◆ DOCUMENT EXTRACT ◆
The sky was this strange, lonesome purple and orange. It was kind of like a mystical experience, like I was an ape encountering the sentinel in 2001: A Space Odyssey.
The League of Gentlemen, the English comedy show, did suburban gothic/surruralism best by inventing their own grotesque town which seemed to be under some malign, gothic spell.
They had an amazing sketch where a scarecrow turns out to be a person, which I think about a lot, at dusk.
^ Charlie Fox, I Will Be Appearing In Your Dream Later Tonight, 2020.
OTP What has your experience of New York been like to date? Am I right in thinking you've spent some time there with Sue de Beer?
CF Sue’s a pal.
I remember visiting her old apartment near Washington Square Park and it was crazily hot and I’d walked past this pub which was a replica of The Slaughtered Lamb from An American Werewolf in London and when I showed up at her place, Sue had laid out all these beautiful pix for me, including somebody wearing a huge werewolf mask, and I knew she was magical.
I like New York a lot, many pals there. It’s a mutant. I like the spooky neon-green and pink clock over the bar at Odeon; I like the Halloween Adventure costume emporium; I like the wooden bear outside Sophie’s.

◆ THE TASK ◆
Copy the stretch of the interview excerpt from "They had an" through "Sue de Beer?", changing "scarecrow" to "mannequin".

[Records in a dataset]
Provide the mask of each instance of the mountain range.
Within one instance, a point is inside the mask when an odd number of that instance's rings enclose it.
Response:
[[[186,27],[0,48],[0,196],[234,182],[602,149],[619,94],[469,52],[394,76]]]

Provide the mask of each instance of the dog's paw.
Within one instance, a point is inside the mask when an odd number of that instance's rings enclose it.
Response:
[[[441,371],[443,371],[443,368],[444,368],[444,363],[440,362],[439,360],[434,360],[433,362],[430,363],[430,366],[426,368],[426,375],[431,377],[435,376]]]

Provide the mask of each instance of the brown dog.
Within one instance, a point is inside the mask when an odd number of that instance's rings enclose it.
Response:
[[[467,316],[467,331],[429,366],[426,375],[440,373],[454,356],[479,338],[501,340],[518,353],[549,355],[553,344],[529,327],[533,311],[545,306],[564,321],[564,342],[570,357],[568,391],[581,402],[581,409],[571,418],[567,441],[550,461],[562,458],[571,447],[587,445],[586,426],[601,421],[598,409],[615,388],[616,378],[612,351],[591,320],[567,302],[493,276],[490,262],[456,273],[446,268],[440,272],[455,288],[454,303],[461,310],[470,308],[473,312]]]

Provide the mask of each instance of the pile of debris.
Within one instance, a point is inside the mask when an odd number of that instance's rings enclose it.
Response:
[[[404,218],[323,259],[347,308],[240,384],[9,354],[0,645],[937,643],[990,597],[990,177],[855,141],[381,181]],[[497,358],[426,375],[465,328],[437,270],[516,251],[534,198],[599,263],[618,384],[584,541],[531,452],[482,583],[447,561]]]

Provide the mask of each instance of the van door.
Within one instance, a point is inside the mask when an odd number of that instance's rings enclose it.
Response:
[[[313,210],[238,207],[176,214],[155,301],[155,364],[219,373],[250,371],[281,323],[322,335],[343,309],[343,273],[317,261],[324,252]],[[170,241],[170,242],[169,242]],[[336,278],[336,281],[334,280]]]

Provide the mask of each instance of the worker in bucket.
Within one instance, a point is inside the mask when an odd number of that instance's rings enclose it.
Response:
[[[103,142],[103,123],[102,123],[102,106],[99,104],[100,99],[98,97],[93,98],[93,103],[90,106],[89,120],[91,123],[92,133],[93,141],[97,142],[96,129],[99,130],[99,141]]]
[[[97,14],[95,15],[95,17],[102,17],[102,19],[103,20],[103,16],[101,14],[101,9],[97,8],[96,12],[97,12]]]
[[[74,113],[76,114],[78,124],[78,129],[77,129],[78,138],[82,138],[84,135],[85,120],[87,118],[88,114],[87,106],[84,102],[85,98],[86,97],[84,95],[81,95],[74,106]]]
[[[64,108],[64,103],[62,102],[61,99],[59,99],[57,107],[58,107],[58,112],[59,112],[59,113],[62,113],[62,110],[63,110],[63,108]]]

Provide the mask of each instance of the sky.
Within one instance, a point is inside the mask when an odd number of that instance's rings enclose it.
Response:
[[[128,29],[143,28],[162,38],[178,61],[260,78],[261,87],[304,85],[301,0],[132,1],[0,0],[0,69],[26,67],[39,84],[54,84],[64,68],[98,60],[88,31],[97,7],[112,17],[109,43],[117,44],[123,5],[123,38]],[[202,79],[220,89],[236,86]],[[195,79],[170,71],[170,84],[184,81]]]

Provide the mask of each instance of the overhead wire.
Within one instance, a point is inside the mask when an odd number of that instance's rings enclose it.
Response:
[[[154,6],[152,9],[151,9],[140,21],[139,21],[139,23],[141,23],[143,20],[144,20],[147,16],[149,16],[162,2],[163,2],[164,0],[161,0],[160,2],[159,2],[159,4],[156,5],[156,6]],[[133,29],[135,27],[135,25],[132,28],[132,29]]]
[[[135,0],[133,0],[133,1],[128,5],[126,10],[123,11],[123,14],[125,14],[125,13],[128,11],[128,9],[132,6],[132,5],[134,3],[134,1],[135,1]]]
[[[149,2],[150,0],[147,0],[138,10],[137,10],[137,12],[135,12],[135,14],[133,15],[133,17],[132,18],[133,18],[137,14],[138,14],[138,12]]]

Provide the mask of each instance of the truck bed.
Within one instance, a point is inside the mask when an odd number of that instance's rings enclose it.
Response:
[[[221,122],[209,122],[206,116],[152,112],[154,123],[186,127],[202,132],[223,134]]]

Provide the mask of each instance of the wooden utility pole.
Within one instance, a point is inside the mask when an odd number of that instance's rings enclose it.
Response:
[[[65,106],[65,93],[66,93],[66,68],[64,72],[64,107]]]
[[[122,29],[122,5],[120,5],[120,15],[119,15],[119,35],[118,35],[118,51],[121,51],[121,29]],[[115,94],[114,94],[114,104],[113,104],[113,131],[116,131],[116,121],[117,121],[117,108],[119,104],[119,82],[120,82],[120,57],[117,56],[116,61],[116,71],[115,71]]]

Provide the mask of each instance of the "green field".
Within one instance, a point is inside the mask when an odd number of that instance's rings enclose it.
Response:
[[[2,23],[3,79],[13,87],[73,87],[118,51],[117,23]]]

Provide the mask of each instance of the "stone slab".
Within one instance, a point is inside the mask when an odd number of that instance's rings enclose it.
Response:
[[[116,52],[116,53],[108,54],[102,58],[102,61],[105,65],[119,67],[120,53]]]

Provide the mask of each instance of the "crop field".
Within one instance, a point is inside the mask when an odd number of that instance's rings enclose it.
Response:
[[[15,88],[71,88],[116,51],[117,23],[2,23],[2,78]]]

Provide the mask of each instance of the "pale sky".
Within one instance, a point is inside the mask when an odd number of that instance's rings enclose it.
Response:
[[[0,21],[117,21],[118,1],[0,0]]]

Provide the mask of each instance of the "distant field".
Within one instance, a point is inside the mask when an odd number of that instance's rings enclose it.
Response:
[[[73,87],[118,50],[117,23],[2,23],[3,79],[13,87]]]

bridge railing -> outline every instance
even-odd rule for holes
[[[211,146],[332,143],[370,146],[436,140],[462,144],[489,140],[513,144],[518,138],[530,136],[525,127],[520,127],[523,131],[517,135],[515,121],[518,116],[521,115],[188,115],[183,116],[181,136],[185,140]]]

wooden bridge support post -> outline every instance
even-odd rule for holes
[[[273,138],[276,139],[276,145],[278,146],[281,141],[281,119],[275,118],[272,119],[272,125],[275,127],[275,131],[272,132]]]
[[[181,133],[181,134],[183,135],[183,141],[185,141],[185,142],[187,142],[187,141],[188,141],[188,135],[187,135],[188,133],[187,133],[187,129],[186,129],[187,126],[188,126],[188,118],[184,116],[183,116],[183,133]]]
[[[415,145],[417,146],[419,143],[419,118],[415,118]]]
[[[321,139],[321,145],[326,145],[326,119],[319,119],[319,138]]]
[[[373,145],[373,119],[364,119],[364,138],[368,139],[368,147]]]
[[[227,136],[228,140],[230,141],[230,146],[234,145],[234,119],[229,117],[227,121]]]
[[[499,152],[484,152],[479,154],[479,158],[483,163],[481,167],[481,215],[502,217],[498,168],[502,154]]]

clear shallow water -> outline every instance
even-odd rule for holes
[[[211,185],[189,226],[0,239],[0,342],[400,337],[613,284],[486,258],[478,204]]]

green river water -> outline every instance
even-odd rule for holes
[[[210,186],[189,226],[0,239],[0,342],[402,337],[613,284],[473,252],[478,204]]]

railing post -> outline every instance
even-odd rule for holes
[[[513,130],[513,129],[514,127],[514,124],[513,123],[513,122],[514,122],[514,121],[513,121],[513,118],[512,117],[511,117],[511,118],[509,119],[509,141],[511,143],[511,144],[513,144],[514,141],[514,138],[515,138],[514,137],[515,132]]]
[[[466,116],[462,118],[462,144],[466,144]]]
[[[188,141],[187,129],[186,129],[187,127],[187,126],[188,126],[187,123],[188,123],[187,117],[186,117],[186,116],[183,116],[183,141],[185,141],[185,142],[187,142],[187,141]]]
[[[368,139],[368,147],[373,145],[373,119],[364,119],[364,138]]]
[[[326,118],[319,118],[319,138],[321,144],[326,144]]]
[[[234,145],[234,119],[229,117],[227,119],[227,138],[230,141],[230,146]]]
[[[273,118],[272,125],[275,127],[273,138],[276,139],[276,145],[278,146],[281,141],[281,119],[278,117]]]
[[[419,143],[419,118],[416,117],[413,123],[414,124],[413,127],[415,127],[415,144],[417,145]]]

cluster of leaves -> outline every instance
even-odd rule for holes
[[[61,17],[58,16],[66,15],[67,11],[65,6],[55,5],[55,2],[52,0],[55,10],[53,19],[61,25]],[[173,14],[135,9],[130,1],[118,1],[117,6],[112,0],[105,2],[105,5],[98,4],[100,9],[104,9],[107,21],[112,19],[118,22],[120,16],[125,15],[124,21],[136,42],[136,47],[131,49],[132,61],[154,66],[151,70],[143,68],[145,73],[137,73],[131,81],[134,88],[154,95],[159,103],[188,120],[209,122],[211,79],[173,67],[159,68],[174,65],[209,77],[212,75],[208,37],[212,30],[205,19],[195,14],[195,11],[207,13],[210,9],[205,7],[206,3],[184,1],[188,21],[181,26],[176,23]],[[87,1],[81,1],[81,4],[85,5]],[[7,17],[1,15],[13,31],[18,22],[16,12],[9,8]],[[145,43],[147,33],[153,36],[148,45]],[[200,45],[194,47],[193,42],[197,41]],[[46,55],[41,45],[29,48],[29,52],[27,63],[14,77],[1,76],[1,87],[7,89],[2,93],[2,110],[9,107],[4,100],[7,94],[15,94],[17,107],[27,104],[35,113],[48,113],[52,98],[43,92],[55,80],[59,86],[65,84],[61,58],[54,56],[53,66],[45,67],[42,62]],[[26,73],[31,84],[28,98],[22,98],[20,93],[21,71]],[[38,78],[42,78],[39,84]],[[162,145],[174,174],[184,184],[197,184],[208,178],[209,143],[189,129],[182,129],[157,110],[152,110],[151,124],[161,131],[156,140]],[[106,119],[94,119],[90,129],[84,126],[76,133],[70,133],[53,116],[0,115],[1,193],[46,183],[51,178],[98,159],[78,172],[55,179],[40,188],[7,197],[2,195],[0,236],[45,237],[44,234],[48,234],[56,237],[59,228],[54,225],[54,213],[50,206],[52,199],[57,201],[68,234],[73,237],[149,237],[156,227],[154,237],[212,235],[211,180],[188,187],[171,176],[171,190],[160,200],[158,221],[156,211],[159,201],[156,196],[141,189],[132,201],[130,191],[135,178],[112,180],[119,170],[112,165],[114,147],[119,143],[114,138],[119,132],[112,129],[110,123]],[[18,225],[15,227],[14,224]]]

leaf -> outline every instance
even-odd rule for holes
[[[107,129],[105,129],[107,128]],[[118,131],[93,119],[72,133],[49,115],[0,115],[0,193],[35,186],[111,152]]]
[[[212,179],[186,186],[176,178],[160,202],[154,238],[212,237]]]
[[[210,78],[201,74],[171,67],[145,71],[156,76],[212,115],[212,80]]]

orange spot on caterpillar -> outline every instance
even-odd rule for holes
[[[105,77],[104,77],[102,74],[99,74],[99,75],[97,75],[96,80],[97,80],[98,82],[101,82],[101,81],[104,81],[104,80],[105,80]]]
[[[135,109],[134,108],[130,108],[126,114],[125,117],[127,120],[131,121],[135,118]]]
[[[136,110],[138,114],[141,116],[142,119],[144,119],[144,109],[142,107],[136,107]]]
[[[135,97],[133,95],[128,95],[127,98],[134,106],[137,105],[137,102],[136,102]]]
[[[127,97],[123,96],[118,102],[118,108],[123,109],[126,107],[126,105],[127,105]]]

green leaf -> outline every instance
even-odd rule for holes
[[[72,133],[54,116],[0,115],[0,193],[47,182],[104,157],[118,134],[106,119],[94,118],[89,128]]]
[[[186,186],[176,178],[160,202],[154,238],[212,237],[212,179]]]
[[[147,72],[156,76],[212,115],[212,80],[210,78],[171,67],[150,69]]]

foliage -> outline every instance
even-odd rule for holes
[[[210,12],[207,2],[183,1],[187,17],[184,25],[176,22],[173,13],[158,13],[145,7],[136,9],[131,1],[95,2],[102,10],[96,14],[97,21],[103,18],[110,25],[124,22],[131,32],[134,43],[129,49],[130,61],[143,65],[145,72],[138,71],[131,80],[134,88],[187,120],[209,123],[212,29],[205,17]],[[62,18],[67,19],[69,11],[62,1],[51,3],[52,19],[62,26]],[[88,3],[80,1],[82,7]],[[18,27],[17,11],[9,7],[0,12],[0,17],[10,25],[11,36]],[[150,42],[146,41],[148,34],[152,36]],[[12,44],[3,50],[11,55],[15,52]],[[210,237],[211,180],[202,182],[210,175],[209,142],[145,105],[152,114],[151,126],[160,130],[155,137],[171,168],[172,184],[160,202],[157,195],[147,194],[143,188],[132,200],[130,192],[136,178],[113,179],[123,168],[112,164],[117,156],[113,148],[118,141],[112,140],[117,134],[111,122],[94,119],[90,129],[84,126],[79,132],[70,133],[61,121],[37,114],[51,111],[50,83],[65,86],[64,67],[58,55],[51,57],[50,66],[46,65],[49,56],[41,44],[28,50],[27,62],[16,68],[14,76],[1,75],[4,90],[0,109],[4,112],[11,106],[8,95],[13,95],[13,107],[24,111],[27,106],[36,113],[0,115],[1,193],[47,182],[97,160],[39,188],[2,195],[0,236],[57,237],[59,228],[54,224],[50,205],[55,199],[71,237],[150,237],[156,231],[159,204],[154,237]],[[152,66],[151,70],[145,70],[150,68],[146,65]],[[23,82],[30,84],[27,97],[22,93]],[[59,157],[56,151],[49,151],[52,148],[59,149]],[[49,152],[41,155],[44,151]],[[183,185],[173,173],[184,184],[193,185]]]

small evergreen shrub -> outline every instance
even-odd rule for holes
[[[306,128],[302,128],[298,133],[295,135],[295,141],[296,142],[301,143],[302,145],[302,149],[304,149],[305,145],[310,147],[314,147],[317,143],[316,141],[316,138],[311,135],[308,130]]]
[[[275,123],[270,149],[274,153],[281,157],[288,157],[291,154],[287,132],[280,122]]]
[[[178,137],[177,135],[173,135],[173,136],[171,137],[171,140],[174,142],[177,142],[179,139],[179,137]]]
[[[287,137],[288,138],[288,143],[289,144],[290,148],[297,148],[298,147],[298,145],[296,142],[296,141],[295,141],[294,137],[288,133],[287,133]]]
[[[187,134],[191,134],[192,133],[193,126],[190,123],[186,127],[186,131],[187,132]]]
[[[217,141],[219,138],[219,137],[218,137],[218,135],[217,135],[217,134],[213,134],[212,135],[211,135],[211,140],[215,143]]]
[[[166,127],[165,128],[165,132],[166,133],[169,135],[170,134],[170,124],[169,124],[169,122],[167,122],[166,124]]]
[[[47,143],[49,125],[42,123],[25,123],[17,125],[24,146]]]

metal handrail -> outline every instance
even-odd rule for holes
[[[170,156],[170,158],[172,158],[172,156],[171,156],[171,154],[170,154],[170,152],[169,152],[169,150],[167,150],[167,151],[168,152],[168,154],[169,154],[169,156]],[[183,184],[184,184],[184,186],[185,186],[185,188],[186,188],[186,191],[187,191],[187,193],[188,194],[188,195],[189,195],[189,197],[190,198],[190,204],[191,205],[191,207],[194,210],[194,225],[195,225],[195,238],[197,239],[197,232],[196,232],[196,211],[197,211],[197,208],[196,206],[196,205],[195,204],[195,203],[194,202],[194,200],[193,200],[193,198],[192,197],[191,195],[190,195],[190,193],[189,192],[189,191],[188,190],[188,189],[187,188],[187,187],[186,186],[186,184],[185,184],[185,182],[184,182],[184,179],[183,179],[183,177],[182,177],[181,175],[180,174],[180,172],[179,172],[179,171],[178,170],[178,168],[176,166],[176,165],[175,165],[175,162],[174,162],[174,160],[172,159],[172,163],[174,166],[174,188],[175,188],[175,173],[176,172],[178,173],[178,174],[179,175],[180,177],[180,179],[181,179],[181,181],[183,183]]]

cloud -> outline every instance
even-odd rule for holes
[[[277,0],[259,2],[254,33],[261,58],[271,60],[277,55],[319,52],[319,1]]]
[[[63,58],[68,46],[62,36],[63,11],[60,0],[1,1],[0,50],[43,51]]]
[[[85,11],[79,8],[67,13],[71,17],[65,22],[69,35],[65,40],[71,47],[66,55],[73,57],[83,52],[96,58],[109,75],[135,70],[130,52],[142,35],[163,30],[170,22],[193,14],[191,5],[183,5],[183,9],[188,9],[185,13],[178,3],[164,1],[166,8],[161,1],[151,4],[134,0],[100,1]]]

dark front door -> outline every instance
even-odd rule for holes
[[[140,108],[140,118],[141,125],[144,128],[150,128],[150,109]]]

◆ ANSWER SECTION ◆
They had an amazing sketch where a mannequin turns out to be a person, which I think about a lot, at dusk.
^ Charlie Fox, I Will Be Appearing In Your Dream Later Tonight, 2020.
OTP What has your experience of New York been like to date? Am I right in thinking you've spent some time there with Sue de Beer?